▸ **Exercise aim**:
Starting with the line that contains "of the wispy" and going on through the last line of the items below, write out every line again, requests included. Shift each coordinate in the answers up by 96, and leave the numbers in the requests and their format samples unchanged.

+++ Information given +++

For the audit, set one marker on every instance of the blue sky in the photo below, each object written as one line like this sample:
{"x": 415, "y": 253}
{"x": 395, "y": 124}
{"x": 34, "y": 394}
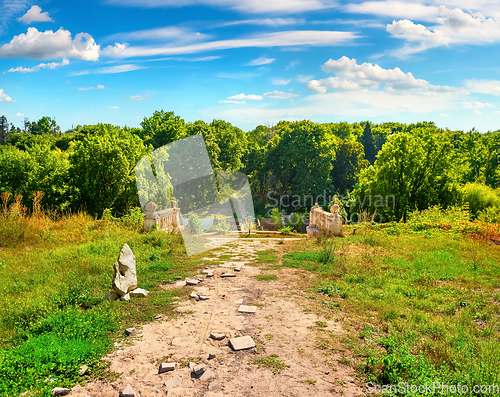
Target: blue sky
{"x": 251, "y": 62}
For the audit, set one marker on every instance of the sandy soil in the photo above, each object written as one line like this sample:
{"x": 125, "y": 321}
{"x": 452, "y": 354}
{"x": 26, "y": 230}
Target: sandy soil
{"x": 281, "y": 325}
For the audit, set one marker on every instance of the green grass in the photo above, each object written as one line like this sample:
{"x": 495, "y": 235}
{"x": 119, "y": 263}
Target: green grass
{"x": 433, "y": 304}
{"x": 53, "y": 313}
{"x": 266, "y": 277}
{"x": 276, "y": 365}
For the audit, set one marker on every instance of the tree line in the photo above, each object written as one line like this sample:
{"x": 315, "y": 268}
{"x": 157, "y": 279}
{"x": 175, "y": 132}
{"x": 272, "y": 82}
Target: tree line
{"x": 92, "y": 167}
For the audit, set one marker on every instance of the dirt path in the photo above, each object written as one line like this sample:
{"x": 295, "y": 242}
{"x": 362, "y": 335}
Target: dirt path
{"x": 281, "y": 325}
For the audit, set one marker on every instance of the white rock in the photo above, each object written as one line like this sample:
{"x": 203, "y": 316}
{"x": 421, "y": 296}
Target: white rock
{"x": 125, "y": 276}
{"x": 139, "y": 293}
{"x": 112, "y": 296}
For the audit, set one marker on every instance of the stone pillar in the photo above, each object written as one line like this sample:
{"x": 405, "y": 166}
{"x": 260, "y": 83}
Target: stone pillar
{"x": 151, "y": 218}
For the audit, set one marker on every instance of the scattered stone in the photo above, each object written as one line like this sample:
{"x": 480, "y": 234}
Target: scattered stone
{"x": 125, "y": 297}
{"x": 125, "y": 277}
{"x": 242, "y": 343}
{"x": 60, "y": 391}
{"x": 174, "y": 381}
{"x": 217, "y": 336}
{"x": 139, "y": 293}
{"x": 166, "y": 367}
{"x": 130, "y": 331}
{"x": 112, "y": 296}
{"x": 128, "y": 392}
{"x": 83, "y": 370}
{"x": 199, "y": 369}
{"x": 247, "y": 309}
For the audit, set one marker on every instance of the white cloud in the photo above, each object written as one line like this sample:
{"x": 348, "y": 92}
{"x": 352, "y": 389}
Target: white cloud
{"x": 396, "y": 9}
{"x": 281, "y": 81}
{"x": 291, "y": 38}
{"x": 110, "y": 70}
{"x": 280, "y": 95}
{"x": 491, "y": 87}
{"x": 35, "y": 14}
{"x": 51, "y": 65}
{"x": 44, "y": 45}
{"x": 4, "y": 97}
{"x": 453, "y": 27}
{"x": 260, "y": 61}
{"x": 354, "y": 77}
{"x": 140, "y": 97}
{"x": 476, "y": 105}
{"x": 304, "y": 79}
{"x": 245, "y": 6}
{"x": 251, "y": 97}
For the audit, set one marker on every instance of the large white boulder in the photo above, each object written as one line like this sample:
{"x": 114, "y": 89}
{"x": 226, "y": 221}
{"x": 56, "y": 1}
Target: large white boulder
{"x": 125, "y": 277}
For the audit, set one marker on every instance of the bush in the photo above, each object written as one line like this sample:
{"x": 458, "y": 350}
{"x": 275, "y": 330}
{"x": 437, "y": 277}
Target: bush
{"x": 480, "y": 197}
{"x": 194, "y": 224}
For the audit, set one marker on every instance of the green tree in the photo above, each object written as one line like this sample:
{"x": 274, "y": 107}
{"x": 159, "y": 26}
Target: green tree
{"x": 162, "y": 128}
{"x": 368, "y": 142}
{"x": 102, "y": 170}
{"x": 416, "y": 169}
{"x": 348, "y": 163}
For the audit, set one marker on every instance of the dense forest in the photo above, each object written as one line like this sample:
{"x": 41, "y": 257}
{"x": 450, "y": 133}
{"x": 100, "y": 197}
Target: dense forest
{"x": 389, "y": 169}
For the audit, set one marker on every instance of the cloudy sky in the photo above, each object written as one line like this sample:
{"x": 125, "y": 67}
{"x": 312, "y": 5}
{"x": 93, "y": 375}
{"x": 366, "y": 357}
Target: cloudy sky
{"x": 251, "y": 62}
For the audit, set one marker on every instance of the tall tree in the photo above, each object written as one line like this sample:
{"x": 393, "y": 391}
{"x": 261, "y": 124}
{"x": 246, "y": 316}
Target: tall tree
{"x": 368, "y": 142}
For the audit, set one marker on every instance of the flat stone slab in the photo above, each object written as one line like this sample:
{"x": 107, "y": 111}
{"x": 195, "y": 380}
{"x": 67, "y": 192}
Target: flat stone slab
{"x": 242, "y": 343}
{"x": 166, "y": 367}
{"x": 217, "y": 336}
{"x": 247, "y": 309}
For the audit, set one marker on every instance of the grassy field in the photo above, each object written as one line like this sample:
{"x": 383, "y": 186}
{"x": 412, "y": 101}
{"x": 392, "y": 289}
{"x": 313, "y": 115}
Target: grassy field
{"x": 418, "y": 306}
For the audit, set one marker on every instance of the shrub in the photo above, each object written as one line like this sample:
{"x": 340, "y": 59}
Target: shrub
{"x": 194, "y": 224}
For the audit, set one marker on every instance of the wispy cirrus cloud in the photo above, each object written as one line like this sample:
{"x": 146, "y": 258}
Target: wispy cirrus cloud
{"x": 51, "y": 65}
{"x": 292, "y": 38}
{"x": 111, "y": 70}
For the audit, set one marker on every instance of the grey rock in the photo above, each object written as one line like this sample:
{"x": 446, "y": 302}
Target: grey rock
{"x": 242, "y": 343}
{"x": 130, "y": 331}
{"x": 60, "y": 391}
{"x": 166, "y": 367}
{"x": 112, "y": 296}
{"x": 199, "y": 369}
{"x": 247, "y": 309}
{"x": 217, "y": 336}
{"x": 125, "y": 297}
{"x": 139, "y": 293}
{"x": 128, "y": 392}
{"x": 125, "y": 276}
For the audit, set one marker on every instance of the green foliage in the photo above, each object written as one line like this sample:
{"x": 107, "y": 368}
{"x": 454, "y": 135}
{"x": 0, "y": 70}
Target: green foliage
{"x": 480, "y": 197}
{"x": 194, "y": 224}
{"x": 272, "y": 362}
{"x": 436, "y": 214}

+++

▸ **Task solution**:
For the audit, set one marker on every instance of the wispy cirrus cloud in the photo above, each object written as one line like this sample:
{"x": 146, "y": 258}
Target: wispy cirrus cloud
{"x": 147, "y": 161}
{"x": 388, "y": 134}
{"x": 207, "y": 166}
For the audit, set one marker on every instance of the grey rock in the photo above, each object written as one line like this sample:
{"x": 446, "y": 302}
Target: grey rock
{"x": 338, "y": 439}
{"x": 226, "y": 427}
{"x": 156, "y": 487}
{"x": 262, "y": 463}
{"x": 208, "y": 392}
{"x": 295, "y": 465}
{"x": 343, "y": 405}
{"x": 313, "y": 432}
{"x": 221, "y": 393}
{"x": 235, "y": 389}
{"x": 224, "y": 488}
{"x": 221, "y": 372}
For the audit, set one marker on every instance of the green foliage in the photo above, each object written as one line like this sample:
{"x": 107, "y": 368}
{"x": 454, "y": 135}
{"x": 0, "y": 70}
Target: green foliage
{"x": 576, "y": 293}
{"x": 290, "y": 320}
{"x": 368, "y": 458}
{"x": 532, "y": 310}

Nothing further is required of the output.